Dataset =>

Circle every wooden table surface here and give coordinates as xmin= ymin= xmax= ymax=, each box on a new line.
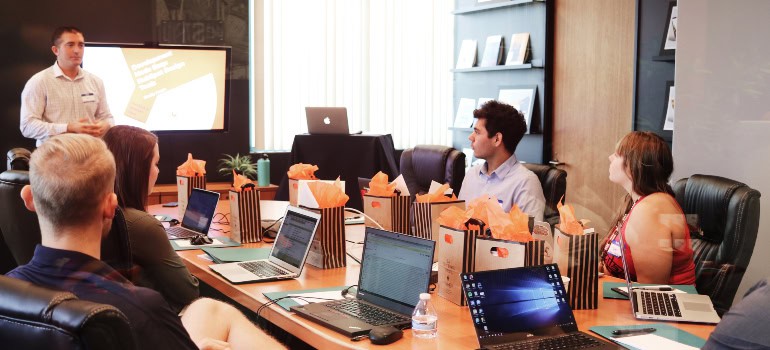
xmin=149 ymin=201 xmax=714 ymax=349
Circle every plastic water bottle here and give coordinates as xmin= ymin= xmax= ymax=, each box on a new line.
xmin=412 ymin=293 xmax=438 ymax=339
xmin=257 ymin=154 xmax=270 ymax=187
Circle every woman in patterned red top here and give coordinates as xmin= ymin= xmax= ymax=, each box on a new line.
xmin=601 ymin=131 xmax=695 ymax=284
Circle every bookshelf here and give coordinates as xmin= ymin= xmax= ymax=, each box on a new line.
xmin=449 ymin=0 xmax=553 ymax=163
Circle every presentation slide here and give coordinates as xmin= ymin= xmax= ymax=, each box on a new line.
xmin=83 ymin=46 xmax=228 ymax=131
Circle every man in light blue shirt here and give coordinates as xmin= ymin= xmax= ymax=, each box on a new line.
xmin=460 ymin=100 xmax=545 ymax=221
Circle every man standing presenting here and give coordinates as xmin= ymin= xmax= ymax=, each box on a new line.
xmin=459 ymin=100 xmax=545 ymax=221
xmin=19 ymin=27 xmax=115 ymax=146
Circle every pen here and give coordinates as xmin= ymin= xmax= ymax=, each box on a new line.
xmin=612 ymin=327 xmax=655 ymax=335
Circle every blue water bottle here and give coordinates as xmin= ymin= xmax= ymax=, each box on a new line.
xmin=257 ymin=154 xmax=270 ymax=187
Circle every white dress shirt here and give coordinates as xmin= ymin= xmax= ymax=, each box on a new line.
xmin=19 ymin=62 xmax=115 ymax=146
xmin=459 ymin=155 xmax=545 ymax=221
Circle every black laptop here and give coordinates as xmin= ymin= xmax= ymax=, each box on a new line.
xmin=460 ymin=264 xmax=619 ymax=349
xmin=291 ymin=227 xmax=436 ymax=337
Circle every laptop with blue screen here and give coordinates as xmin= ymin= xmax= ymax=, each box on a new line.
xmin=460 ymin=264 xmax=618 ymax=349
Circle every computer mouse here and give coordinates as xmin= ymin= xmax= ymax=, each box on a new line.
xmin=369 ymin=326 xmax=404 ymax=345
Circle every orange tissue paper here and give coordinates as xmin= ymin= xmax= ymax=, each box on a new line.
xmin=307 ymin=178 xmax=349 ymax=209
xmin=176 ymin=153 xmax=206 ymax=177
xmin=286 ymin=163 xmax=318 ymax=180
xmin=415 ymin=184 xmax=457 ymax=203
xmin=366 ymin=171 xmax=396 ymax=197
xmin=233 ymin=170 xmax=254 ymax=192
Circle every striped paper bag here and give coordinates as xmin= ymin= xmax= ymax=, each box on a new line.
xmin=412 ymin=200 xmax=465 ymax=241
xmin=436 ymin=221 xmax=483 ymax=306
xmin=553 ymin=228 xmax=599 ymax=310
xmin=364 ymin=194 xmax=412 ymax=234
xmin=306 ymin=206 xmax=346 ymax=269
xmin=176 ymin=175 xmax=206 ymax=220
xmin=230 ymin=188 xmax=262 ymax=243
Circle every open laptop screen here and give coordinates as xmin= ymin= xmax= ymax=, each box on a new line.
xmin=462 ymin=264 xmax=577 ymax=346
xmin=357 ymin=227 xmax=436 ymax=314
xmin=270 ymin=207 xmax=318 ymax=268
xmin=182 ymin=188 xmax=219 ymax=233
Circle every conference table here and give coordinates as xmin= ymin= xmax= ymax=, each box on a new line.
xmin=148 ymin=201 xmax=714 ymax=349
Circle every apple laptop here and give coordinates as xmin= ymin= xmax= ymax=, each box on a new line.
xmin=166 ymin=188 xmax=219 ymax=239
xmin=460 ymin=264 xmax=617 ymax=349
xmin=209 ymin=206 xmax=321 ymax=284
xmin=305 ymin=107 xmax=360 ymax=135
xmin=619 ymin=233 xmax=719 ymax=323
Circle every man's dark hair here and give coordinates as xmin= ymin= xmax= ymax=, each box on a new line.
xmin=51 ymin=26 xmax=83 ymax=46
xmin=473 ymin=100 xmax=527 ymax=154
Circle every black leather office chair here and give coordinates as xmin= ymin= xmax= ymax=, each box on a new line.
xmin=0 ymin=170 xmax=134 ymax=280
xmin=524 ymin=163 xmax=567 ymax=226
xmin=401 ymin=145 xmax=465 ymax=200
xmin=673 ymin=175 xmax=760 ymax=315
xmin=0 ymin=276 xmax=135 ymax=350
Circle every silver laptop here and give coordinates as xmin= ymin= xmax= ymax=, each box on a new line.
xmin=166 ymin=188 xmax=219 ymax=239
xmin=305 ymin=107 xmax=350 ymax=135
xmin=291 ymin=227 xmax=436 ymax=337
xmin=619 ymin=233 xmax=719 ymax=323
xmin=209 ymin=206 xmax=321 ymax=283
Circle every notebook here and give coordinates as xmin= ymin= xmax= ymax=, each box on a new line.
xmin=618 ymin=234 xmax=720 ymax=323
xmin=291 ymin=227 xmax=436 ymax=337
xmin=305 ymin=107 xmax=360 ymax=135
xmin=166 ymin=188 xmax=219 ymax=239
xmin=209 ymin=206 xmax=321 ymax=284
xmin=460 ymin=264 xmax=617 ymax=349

* * *

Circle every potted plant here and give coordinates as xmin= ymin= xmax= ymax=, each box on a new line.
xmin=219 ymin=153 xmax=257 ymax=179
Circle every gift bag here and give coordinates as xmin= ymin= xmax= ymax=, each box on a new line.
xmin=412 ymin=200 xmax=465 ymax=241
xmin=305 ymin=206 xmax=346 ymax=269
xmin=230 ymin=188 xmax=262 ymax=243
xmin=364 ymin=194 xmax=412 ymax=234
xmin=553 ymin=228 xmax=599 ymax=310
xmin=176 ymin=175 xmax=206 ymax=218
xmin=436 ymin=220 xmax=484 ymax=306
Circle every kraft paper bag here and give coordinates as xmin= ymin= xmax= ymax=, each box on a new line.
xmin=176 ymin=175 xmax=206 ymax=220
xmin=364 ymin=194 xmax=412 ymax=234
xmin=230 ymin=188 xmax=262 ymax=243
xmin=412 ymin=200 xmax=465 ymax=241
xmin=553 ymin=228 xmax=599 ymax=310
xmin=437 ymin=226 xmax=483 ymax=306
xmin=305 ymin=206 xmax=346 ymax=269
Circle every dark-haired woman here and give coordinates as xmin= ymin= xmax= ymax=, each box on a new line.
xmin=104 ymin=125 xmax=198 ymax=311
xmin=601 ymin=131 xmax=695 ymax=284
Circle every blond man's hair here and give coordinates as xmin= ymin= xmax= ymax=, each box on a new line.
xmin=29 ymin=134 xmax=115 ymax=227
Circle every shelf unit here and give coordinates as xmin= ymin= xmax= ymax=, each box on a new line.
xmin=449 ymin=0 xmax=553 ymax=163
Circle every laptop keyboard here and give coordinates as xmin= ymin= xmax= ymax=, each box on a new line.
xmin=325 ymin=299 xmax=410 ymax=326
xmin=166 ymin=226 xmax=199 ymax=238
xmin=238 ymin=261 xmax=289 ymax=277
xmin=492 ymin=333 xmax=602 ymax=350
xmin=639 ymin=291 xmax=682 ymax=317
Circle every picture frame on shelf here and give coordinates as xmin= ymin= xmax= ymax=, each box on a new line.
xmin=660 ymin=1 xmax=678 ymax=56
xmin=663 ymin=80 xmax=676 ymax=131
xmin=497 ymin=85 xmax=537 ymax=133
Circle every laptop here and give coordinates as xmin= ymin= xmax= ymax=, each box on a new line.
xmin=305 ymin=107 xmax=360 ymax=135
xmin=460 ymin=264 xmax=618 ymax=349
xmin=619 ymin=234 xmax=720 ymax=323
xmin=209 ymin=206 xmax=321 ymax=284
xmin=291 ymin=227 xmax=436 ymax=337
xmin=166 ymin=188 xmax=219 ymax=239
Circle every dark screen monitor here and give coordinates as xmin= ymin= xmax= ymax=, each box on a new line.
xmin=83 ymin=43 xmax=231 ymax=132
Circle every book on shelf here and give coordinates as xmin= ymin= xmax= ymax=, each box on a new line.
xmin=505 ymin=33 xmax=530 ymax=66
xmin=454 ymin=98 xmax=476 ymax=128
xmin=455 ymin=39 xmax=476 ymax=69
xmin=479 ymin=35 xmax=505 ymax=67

Exercise => Render the records between the lines holding "Circle every wooden" and "xmin=19 ymin=27 xmax=115 ymax=146", inclusive, as a two-column CSV with the headers text and boxes. Give one row per record, put each field in double quotes, turn line breaks into spaces, and leave out the pictures.

Answer to the problem =>
text,boxes
"Circle every wooden table surface here and give coordinates as xmin= ymin= xmax= ymax=, each box on a new line.","xmin=149 ymin=201 xmax=714 ymax=349"
"Circle every plastic water bottle here and give coordinates as xmin= ymin= xmax= ymax=, each box on a new line.","xmin=412 ymin=293 xmax=438 ymax=339 xmin=257 ymin=154 xmax=270 ymax=187"
"Circle every woman in patterned red top here and give coordinates as xmin= ymin= xmax= ymax=, each box on a new line.","xmin=601 ymin=131 xmax=695 ymax=284"
"Circle every bookshelf here and give coordinates as xmin= ymin= xmax= ymax=, each box on a new line.","xmin=449 ymin=0 xmax=553 ymax=163"
"Circle every presentation slide here and give coordinates as xmin= ymin= xmax= ymax=, each box on a new line.","xmin=83 ymin=46 xmax=228 ymax=131"
"Circle every man in light blue shirt here and give coordinates as xmin= ymin= xmax= ymax=, each box on a new line.","xmin=460 ymin=100 xmax=545 ymax=221"
"Circle every man standing presenting here and give coordinates as xmin= ymin= xmax= ymax=, each box on a new line.","xmin=459 ymin=100 xmax=545 ymax=221 xmin=19 ymin=27 xmax=115 ymax=146"